BRIEF:
Which lines of the data include the string "blue"? List them all.

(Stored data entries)
=== Section Start ===

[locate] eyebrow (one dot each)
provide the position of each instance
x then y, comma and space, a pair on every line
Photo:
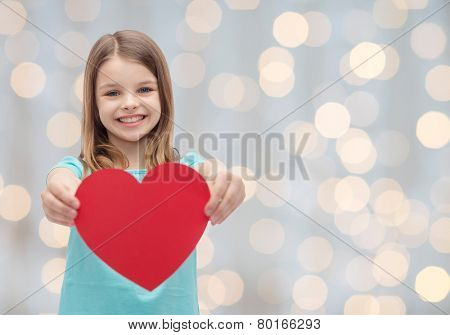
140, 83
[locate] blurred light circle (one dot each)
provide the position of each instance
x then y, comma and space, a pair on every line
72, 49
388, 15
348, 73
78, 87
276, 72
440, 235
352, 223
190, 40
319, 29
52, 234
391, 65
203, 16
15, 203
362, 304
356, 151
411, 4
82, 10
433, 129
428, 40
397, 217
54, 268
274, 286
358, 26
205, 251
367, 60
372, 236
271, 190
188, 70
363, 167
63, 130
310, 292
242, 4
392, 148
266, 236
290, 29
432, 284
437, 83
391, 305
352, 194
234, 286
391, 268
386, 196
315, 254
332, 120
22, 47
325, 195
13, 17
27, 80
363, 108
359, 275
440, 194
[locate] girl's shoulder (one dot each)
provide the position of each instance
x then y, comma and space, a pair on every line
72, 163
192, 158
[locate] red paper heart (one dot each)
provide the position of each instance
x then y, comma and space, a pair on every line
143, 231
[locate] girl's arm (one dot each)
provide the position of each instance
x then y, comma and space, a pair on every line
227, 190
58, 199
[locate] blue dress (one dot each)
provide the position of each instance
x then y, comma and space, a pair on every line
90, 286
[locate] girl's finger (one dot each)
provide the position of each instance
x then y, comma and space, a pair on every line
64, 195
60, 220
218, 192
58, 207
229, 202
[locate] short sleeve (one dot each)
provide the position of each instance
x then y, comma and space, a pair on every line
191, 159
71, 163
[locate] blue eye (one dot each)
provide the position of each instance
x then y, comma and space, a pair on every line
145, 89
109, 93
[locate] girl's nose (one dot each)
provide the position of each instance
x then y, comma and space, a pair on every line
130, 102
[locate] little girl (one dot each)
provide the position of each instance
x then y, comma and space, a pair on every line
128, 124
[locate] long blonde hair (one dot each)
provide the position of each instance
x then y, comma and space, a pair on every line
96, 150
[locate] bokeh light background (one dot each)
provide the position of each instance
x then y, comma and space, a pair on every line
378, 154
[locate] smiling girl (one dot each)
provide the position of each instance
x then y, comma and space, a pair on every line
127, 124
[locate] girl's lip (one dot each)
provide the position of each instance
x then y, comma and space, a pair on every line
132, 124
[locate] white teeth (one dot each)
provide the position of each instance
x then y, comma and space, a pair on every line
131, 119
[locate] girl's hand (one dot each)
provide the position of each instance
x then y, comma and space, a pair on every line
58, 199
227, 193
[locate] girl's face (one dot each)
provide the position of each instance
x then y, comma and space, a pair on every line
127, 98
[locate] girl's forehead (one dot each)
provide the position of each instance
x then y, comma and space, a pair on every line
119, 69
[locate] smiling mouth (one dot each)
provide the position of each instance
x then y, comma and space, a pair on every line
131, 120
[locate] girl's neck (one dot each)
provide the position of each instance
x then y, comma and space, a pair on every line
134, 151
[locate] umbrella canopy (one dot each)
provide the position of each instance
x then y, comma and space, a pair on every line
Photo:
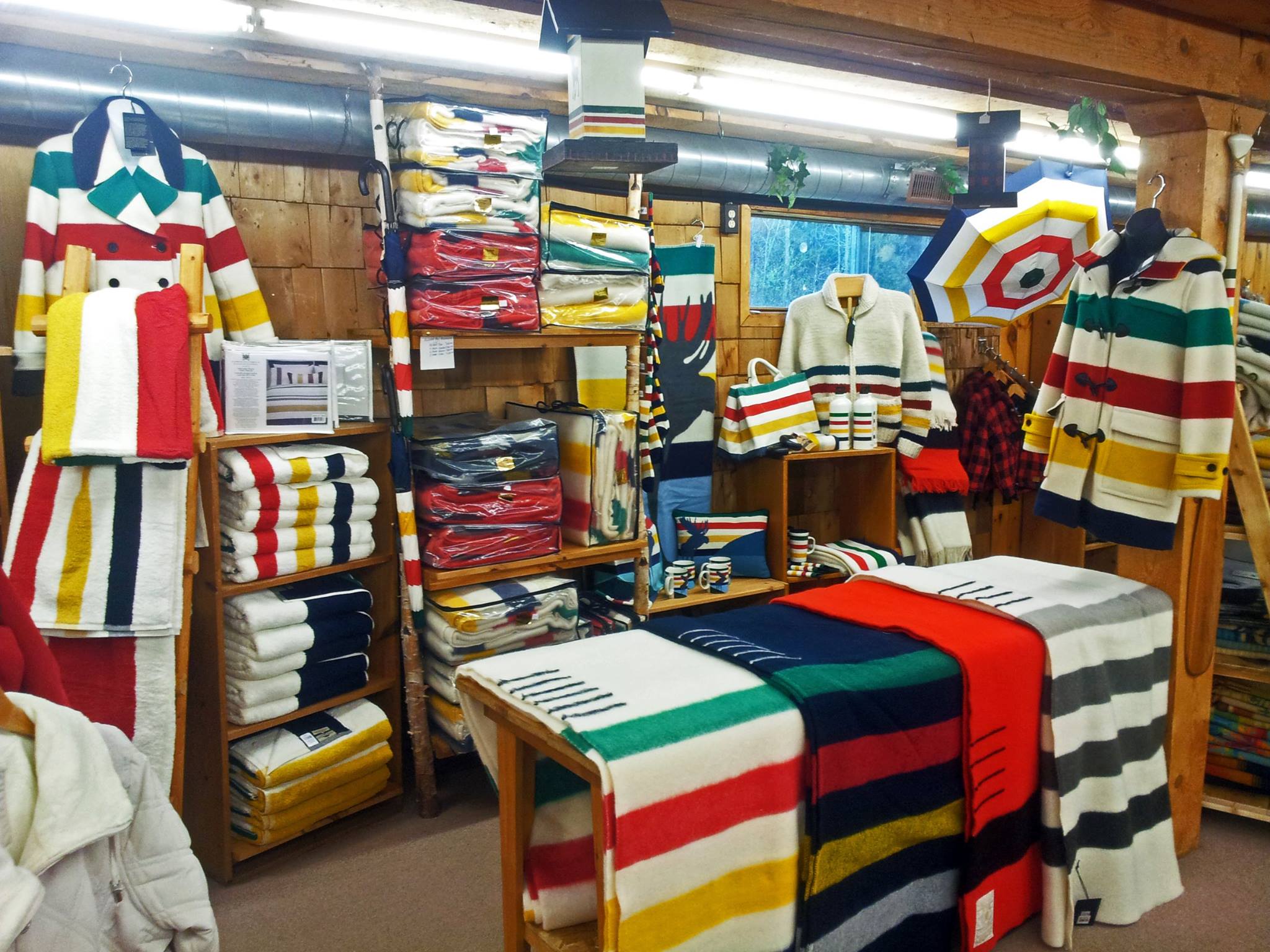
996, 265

=== Section End ===

WRITTEN ANSWER:
[locate] blue dress (one dot each)
[locate] blue eye (one dot each)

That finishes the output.